Gather every row below that contains the string "pillar" and copy each one in full. The match is case-sensitive.

☆ ☆ ☆ ☆ ☆

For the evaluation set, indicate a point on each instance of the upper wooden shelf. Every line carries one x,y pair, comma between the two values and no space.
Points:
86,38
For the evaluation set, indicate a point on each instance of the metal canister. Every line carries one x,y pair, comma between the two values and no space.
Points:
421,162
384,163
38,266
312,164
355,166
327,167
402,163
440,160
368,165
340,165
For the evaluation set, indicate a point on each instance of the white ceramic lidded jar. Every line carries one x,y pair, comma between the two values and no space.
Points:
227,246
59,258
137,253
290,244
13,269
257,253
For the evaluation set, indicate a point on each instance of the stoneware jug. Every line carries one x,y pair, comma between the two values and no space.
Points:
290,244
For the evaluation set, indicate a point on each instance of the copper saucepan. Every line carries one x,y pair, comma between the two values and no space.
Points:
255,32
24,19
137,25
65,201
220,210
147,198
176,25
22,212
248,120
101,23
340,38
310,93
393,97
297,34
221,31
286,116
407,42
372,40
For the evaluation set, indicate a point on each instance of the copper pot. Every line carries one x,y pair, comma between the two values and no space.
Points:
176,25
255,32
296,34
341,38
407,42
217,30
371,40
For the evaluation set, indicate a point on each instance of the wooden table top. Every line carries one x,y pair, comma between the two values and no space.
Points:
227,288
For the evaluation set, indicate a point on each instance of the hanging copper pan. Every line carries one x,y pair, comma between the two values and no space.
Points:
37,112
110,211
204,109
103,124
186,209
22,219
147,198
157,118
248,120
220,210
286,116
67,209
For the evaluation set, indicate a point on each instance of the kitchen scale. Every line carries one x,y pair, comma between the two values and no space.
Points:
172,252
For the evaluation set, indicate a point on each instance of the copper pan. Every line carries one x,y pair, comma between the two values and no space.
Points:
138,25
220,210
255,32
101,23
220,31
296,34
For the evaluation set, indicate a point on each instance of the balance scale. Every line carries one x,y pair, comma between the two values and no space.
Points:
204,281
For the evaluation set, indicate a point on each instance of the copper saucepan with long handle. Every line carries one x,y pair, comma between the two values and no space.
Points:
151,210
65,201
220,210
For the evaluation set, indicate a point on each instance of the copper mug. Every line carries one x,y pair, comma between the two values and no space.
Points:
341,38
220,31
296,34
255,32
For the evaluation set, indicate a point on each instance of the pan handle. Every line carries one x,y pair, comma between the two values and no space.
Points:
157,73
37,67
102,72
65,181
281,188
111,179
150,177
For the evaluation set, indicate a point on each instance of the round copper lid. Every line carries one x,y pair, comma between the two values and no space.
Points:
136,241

☆ ☆ ☆ ☆ ☆

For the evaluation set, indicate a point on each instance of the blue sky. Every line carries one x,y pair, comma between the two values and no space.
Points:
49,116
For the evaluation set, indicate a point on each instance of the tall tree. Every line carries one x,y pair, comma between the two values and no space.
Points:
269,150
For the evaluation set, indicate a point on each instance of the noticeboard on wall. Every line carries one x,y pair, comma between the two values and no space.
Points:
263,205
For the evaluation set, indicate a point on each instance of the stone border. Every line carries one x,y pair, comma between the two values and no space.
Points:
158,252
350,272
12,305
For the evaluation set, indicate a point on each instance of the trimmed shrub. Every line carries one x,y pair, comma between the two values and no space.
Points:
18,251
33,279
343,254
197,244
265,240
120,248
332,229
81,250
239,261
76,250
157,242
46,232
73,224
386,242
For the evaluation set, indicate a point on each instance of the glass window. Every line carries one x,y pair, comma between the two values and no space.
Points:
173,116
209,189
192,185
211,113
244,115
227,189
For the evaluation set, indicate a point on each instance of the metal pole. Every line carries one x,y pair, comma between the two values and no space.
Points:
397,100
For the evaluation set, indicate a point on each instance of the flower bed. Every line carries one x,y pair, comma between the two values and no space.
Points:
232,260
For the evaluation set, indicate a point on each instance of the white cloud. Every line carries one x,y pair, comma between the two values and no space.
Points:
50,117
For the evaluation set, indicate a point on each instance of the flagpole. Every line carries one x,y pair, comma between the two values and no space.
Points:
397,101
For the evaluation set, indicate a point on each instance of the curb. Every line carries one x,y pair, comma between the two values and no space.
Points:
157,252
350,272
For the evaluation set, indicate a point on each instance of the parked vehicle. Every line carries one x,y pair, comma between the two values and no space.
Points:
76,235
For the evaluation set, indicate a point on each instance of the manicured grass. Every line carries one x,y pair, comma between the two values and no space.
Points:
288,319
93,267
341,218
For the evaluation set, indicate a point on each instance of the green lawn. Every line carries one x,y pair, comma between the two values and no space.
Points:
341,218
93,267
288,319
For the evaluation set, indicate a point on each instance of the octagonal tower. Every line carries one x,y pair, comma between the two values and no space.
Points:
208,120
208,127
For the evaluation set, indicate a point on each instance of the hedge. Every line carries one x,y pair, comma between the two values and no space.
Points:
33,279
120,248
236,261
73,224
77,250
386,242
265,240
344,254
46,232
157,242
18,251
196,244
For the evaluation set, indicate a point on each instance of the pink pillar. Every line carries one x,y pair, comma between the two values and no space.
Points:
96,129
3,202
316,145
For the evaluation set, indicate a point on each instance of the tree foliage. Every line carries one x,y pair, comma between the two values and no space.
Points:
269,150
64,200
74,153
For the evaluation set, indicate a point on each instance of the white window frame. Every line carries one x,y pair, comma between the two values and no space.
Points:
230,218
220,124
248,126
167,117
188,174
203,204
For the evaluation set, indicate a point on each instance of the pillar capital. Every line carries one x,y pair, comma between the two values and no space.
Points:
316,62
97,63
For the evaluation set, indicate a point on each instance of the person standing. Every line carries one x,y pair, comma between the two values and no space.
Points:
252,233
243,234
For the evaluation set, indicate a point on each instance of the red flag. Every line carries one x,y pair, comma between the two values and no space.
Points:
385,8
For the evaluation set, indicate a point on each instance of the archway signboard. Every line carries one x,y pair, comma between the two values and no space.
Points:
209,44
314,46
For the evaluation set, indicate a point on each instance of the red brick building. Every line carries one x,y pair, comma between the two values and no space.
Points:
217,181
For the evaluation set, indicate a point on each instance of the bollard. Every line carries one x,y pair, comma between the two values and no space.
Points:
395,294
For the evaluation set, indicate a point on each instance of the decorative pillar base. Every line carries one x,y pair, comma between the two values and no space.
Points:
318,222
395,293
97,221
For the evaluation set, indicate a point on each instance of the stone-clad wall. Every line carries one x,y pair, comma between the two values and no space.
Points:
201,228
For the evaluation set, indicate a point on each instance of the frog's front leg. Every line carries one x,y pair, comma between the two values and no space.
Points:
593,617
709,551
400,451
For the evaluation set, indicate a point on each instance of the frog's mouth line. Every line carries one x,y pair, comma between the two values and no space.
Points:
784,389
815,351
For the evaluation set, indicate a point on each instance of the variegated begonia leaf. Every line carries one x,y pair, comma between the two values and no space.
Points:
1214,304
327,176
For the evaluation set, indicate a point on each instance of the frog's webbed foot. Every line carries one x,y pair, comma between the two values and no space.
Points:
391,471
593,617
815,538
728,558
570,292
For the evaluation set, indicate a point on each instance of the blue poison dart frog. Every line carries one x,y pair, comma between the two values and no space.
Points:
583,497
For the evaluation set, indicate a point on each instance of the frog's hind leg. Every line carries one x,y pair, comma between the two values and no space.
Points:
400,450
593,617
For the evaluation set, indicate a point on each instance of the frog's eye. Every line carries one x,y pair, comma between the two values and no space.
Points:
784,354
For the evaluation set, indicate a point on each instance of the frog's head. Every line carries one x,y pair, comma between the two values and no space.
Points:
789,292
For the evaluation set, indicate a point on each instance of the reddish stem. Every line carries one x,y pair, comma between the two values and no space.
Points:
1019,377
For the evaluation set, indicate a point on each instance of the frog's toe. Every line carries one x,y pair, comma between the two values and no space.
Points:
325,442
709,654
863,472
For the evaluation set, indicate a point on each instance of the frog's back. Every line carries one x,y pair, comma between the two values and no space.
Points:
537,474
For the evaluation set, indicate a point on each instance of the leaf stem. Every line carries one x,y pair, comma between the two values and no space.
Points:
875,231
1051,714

☆ ☆ ☆ ☆ ☆

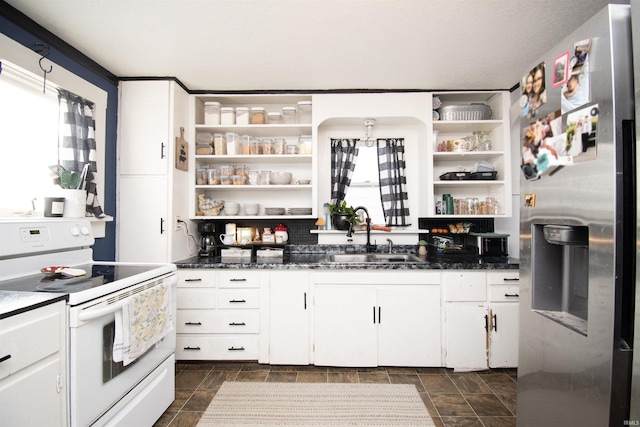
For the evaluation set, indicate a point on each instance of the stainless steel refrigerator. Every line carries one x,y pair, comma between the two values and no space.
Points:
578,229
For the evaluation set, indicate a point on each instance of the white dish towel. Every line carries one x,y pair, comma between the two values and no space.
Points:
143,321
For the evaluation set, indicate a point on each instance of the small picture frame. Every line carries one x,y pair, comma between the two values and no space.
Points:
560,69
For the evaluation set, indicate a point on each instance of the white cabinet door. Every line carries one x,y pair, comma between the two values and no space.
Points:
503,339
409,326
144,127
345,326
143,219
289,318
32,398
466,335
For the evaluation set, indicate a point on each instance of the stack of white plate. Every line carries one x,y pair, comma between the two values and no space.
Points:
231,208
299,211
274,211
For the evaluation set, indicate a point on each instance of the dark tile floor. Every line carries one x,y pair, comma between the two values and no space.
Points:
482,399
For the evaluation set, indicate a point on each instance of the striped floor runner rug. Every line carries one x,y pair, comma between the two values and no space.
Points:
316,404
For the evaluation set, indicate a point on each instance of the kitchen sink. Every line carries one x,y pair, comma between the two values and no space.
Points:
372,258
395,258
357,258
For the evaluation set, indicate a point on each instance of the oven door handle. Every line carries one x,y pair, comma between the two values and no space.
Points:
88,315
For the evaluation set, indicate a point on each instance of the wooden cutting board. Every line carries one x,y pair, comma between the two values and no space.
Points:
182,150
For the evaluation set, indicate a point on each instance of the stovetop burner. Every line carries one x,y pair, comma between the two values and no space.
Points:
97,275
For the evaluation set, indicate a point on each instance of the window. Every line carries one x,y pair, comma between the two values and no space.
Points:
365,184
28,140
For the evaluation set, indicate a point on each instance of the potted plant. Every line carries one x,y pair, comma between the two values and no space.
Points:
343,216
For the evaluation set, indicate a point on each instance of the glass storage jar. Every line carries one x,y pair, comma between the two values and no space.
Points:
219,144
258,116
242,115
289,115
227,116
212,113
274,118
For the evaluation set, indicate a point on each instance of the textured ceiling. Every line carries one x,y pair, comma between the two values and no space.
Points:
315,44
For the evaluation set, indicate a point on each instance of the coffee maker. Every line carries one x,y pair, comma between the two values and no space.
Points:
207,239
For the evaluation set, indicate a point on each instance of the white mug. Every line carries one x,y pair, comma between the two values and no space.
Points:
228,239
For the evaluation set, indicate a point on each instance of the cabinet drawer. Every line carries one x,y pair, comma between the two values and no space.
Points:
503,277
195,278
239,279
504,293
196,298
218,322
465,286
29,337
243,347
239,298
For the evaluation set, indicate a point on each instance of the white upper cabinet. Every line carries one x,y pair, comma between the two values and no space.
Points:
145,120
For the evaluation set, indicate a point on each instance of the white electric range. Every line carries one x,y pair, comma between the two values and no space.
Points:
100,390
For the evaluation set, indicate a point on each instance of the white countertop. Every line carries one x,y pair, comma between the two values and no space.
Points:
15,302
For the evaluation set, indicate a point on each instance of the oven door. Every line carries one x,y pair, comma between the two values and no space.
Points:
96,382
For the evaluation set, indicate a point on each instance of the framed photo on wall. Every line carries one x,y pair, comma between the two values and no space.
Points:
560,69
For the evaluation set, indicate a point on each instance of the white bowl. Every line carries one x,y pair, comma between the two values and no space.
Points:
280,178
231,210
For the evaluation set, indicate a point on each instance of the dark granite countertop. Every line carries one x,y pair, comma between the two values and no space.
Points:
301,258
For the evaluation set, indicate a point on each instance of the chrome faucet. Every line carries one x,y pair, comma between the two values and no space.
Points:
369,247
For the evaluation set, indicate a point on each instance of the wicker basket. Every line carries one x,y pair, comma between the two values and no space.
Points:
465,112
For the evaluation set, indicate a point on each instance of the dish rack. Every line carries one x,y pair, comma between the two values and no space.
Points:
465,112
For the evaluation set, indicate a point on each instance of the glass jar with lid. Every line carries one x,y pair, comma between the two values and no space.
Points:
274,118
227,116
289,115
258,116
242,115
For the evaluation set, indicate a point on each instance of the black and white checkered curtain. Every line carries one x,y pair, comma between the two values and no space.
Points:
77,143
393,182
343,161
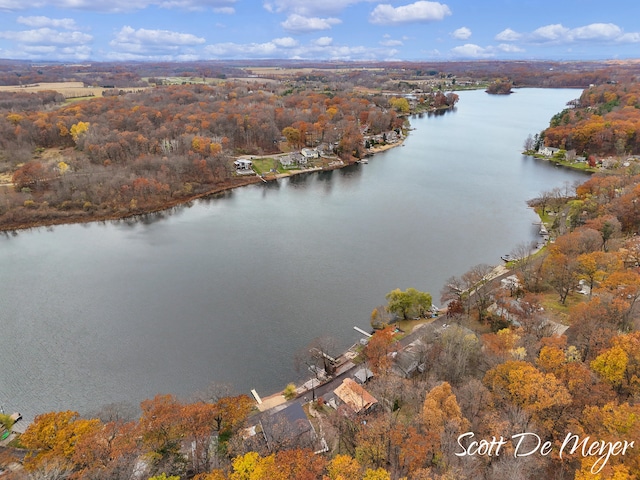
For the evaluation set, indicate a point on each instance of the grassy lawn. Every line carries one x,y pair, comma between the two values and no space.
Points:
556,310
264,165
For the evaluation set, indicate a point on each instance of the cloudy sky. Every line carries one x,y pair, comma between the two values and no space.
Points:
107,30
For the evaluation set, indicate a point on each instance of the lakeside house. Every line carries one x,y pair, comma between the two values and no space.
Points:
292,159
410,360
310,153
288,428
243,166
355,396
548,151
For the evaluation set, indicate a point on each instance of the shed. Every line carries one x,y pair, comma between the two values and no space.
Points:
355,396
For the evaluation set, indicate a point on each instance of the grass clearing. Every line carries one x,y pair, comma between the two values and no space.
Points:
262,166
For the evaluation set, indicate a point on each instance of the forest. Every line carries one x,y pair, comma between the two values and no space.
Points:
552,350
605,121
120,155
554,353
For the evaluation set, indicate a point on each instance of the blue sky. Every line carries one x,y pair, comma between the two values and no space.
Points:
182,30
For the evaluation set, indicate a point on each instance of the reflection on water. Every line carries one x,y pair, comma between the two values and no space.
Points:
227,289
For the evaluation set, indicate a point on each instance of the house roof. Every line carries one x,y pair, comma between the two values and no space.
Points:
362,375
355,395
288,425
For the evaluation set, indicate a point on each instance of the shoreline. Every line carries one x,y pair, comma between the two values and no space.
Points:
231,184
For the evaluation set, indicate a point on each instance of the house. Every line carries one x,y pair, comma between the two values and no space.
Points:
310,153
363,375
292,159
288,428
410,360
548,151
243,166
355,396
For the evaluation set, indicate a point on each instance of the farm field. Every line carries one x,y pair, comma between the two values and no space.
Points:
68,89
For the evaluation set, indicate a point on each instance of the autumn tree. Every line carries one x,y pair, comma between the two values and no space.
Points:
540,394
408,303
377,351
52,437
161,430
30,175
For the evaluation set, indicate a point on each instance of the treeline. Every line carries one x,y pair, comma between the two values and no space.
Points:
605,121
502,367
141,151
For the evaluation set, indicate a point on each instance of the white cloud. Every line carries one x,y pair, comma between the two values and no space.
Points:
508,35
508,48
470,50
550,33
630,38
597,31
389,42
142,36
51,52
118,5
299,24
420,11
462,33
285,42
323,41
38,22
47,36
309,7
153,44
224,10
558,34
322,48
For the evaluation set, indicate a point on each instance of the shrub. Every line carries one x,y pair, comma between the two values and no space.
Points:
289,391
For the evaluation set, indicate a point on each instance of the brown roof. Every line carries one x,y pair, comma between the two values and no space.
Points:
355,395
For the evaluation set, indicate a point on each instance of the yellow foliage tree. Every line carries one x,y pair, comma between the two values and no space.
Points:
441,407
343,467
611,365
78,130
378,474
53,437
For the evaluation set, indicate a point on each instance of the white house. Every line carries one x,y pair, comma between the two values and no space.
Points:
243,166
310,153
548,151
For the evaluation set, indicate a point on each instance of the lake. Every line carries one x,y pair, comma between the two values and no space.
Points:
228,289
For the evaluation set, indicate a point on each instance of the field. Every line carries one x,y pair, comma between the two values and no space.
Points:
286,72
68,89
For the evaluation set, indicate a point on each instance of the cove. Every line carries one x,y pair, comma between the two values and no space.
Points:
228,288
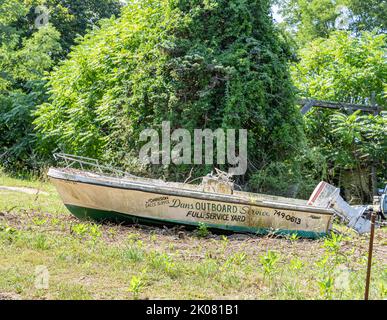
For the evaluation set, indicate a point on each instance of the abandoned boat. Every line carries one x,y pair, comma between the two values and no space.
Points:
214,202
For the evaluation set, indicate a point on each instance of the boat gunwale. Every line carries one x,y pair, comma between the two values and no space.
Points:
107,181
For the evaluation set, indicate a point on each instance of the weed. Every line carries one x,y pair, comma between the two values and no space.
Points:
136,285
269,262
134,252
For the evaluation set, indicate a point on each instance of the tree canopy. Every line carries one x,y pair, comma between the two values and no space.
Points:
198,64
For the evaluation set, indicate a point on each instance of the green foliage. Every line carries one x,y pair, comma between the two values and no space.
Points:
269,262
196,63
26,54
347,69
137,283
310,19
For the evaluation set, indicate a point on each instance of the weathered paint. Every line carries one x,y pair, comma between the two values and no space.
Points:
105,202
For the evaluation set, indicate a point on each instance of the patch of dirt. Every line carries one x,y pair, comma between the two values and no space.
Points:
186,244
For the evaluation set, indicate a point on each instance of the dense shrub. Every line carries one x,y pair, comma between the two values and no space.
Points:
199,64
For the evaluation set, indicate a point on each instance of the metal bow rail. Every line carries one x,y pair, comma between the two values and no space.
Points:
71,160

☆ ☆ ☆ ☆ ☆

## FULL RESPONSE
For the evaluation set, indicate a point on each instance of the pink pillar. Every line carries one x,y pair, comma between the two values and no space.
For the evaluation set, indicate a point on each instance of the pillar capital. Every line carries one x,y pair, comma between the two values and no space.
For the evaluation set, indicate a point on each instance of the decorative pillar base. Every line carries one x,y pair, comma between the two values and no space.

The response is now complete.